# start of SUPPLIED ENTRIES
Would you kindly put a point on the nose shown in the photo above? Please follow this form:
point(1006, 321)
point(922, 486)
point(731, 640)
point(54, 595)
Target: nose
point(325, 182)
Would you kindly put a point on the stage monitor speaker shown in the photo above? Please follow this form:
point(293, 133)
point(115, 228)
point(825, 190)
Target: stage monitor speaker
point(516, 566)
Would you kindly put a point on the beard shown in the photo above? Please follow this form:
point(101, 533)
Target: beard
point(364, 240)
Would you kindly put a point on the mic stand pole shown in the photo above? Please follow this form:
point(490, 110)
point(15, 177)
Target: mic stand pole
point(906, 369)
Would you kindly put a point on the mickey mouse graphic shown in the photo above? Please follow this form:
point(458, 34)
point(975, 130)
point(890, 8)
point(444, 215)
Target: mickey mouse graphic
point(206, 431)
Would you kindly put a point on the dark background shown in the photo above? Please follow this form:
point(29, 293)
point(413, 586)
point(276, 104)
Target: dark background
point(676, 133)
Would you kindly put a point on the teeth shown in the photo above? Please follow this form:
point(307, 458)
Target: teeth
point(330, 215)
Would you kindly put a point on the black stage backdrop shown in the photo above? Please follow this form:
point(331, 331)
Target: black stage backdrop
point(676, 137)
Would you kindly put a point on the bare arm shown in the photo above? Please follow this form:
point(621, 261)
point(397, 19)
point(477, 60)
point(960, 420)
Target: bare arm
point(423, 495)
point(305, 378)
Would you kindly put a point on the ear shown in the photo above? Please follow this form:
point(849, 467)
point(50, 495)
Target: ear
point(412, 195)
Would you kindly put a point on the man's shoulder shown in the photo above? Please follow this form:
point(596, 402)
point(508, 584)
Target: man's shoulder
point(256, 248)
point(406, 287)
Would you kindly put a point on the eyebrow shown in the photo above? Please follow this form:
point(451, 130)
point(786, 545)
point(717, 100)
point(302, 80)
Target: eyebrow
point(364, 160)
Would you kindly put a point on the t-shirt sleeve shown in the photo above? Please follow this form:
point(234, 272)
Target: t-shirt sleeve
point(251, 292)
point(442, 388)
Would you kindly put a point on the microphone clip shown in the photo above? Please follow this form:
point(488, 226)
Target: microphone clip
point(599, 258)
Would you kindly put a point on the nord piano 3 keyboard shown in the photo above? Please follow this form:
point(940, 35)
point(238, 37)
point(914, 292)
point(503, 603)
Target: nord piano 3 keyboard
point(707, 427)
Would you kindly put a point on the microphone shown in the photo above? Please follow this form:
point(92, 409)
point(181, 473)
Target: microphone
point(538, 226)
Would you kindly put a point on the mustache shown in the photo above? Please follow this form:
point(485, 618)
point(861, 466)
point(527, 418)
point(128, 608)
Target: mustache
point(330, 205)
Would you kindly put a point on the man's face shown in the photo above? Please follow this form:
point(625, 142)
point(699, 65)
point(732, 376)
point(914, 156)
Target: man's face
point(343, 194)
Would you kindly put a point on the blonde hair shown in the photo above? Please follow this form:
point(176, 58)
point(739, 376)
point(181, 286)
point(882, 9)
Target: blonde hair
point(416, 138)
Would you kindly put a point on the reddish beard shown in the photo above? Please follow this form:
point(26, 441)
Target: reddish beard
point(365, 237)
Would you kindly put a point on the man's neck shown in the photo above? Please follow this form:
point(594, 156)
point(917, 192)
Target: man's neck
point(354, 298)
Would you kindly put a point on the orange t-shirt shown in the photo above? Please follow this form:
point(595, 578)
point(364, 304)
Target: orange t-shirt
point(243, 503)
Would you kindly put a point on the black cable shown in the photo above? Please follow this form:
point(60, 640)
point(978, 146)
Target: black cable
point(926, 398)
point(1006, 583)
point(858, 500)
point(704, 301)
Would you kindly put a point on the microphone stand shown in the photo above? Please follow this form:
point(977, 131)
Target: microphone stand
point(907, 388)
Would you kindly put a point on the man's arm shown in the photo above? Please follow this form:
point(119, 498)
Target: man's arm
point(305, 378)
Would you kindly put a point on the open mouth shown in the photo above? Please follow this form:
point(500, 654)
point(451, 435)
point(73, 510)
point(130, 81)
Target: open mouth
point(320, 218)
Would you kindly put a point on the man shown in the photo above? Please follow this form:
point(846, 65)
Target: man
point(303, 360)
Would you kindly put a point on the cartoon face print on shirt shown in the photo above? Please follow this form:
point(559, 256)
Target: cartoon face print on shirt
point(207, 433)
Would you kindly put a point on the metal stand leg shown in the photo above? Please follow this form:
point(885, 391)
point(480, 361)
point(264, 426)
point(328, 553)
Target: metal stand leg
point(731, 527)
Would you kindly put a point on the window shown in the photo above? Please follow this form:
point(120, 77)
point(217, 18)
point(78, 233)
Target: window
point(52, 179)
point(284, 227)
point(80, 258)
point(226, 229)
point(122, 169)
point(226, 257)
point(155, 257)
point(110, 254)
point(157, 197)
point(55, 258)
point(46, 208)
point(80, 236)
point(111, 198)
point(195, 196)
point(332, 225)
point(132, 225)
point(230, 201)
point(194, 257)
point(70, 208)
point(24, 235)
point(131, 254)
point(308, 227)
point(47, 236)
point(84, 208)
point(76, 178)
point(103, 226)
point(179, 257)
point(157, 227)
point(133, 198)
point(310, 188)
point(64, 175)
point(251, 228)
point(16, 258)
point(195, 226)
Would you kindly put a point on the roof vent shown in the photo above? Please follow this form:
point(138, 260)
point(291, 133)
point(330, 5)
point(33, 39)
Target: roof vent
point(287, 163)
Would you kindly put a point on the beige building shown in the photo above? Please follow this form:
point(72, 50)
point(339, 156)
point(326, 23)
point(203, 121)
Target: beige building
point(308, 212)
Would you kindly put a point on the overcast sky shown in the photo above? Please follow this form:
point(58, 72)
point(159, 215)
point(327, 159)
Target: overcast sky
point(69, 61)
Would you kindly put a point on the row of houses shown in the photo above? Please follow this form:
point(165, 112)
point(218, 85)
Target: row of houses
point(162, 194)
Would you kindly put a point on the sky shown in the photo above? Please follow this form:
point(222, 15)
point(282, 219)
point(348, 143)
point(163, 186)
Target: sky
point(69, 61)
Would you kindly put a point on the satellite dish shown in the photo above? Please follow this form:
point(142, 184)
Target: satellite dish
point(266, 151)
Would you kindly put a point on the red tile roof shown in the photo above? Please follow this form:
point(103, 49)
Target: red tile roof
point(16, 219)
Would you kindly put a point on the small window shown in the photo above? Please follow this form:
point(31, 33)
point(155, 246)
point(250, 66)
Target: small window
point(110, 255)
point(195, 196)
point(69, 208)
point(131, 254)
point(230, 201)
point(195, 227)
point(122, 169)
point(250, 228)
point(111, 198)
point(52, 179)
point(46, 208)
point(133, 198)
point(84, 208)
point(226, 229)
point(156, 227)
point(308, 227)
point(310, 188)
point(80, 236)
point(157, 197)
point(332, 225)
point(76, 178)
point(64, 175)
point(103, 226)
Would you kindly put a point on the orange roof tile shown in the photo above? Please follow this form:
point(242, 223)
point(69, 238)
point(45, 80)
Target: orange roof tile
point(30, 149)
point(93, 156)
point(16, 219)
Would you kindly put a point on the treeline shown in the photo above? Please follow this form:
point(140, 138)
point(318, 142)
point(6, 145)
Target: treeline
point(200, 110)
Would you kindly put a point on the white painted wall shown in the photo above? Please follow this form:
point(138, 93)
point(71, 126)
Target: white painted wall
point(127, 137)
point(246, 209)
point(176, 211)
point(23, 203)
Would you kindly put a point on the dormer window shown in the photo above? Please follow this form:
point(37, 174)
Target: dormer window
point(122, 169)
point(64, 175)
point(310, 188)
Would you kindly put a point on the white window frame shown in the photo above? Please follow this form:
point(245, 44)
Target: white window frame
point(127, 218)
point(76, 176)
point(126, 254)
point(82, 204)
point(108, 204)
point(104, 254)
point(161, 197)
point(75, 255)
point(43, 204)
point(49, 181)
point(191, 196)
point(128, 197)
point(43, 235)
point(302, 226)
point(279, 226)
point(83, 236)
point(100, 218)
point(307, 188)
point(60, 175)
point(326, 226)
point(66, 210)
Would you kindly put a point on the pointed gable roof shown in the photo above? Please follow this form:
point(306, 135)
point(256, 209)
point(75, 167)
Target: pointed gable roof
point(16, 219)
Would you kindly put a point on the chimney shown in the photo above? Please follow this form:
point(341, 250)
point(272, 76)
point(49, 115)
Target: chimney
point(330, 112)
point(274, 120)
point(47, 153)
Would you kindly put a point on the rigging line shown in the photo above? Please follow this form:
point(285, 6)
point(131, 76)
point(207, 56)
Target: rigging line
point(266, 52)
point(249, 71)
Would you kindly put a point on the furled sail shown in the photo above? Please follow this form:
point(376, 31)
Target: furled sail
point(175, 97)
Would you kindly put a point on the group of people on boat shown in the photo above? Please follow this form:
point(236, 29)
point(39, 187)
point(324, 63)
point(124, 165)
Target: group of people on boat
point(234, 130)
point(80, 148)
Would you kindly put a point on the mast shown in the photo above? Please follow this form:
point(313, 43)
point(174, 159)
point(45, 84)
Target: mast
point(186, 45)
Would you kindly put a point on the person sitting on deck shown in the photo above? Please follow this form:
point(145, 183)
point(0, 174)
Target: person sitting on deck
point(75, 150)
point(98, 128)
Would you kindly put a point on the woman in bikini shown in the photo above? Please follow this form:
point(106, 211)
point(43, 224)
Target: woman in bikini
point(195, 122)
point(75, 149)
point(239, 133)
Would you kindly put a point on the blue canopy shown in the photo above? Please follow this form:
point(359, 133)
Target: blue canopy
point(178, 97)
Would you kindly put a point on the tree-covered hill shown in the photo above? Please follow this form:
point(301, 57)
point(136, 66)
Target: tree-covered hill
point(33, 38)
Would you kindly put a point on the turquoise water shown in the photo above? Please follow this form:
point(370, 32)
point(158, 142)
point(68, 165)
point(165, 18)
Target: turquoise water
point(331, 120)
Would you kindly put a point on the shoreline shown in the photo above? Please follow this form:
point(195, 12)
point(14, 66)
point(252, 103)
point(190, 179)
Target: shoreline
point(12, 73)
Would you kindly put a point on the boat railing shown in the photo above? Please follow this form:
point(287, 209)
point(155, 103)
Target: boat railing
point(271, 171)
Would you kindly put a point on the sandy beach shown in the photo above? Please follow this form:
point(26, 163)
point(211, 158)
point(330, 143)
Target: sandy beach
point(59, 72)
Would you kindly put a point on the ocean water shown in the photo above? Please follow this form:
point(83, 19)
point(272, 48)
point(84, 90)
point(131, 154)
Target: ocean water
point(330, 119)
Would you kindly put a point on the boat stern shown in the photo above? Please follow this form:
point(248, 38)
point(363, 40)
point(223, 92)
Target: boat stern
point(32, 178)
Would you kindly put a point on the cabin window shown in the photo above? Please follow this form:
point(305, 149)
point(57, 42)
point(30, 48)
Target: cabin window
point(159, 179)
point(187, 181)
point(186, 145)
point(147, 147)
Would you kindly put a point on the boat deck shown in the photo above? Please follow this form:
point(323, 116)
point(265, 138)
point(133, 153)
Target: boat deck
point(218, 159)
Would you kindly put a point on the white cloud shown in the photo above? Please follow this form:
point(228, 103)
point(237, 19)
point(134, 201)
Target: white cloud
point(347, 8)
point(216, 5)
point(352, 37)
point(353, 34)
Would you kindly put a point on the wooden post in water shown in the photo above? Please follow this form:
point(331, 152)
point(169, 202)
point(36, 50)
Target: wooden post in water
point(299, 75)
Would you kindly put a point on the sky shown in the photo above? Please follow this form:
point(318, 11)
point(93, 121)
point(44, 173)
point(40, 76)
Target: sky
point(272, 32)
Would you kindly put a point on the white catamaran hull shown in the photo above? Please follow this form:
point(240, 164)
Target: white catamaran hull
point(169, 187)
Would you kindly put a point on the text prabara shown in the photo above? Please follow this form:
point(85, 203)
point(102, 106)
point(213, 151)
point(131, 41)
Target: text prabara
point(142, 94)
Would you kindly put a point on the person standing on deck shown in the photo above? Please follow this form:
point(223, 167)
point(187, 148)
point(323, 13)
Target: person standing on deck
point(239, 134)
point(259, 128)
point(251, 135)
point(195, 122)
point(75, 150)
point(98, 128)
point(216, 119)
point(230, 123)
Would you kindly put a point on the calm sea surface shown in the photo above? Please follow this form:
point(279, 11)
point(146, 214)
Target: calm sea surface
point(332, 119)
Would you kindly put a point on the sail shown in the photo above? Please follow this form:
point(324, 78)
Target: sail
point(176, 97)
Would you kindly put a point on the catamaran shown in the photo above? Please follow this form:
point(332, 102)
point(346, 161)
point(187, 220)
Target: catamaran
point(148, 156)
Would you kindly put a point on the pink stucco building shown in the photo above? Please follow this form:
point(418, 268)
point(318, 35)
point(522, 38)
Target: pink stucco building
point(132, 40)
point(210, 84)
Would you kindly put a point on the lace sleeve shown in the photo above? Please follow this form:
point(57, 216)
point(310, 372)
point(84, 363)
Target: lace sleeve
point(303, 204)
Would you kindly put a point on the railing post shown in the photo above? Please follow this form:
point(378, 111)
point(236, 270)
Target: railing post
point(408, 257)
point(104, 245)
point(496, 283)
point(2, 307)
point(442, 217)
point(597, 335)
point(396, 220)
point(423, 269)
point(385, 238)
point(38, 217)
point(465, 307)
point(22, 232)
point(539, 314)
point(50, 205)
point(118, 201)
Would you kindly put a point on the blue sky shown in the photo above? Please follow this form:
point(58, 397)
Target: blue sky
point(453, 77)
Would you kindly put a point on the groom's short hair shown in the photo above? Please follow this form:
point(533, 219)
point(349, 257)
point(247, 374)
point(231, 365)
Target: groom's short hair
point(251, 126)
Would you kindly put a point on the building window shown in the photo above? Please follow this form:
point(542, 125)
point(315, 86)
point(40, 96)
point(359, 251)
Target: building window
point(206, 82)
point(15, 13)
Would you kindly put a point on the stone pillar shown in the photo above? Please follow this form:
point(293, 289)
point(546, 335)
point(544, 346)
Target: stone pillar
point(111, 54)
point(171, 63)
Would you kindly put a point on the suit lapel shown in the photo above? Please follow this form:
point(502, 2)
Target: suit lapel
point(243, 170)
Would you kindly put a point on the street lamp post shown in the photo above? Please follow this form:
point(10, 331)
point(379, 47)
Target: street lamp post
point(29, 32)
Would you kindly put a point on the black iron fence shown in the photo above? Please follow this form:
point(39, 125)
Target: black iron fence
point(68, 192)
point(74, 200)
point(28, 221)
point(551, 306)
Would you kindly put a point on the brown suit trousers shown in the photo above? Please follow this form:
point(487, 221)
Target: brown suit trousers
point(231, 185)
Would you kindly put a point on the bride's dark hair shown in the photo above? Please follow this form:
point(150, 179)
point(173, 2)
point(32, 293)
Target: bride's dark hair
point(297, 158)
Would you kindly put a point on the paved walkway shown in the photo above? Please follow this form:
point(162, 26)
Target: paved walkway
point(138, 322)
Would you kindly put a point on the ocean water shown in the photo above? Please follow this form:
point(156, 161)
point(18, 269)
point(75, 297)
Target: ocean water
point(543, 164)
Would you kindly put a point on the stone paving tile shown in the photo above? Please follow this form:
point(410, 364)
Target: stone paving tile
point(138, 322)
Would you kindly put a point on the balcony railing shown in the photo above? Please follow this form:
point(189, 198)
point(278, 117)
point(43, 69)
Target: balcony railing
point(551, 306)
# end of SUPPLIED ENTRIES
*WRITTEN INSTRUCTION:*
Put the lines of the material above, from the line containing "Would you kindly put a point on the treeline" up to and including the line containing "point(249, 71)", into a numbered list, leaving out any blank lines.

*RESULT:*
1. Would you kindly put a point on the treeline shown in the photo above? Please follow this form:
2. point(140, 138)
3. point(318, 142)
4. point(6, 145)
5. Target: treeline
6. point(200, 110)
7. Would you kindly put a point on the white painted wall shown in the photo above? Please follow this form:
8. point(138, 93)
9. point(71, 126)
10. Target: white painted wall
11. point(127, 137)
12. point(246, 209)
13. point(176, 211)
14. point(23, 203)
15. Would you kindly put a point on the dormer window shown in the photo above? Please follow this form:
16. point(37, 174)
17. Target: dormer window
18. point(122, 169)
19. point(64, 175)
20. point(310, 188)
21. Would you kindly put a point on the white window frame shown in the photo above? Please follow this form:
22. point(245, 44)
23. Target: white window frame
24. point(127, 218)
25. point(76, 176)
26. point(126, 254)
27. point(82, 204)
28. point(108, 204)
29. point(104, 254)
30. point(161, 197)
31. point(75, 255)
32. point(43, 204)
33. point(49, 181)
34. point(191, 196)
35. point(128, 197)
36. point(43, 235)
37. point(302, 226)
38. point(279, 226)
39. point(83, 236)
40. point(100, 218)
41. point(307, 188)
42. point(60, 175)
43. point(326, 226)
44. point(66, 210)
45. Would you kindly put a point on the pointed gable roof shown in the photo above? Please follow this form:
46. point(306, 135)
47. point(256, 209)
48. point(75, 167)
49. Target: pointed gable roof
50. point(16, 219)
51. Would you kindly put a point on the chimney shown in the photo above? Please follow this form:
52. point(341, 250)
53. point(272, 76)
54. point(49, 115)
55. Target: chimney
56. point(330, 112)
57. point(274, 120)
58. point(47, 153)
59. Would you kindly put a point on the rigging line shown in the photo above? Please follow this form:
60. point(285, 6)
61. point(131, 76)
62. point(207, 56)
63. Target: rigging line
64. point(266, 52)
65. point(249, 71)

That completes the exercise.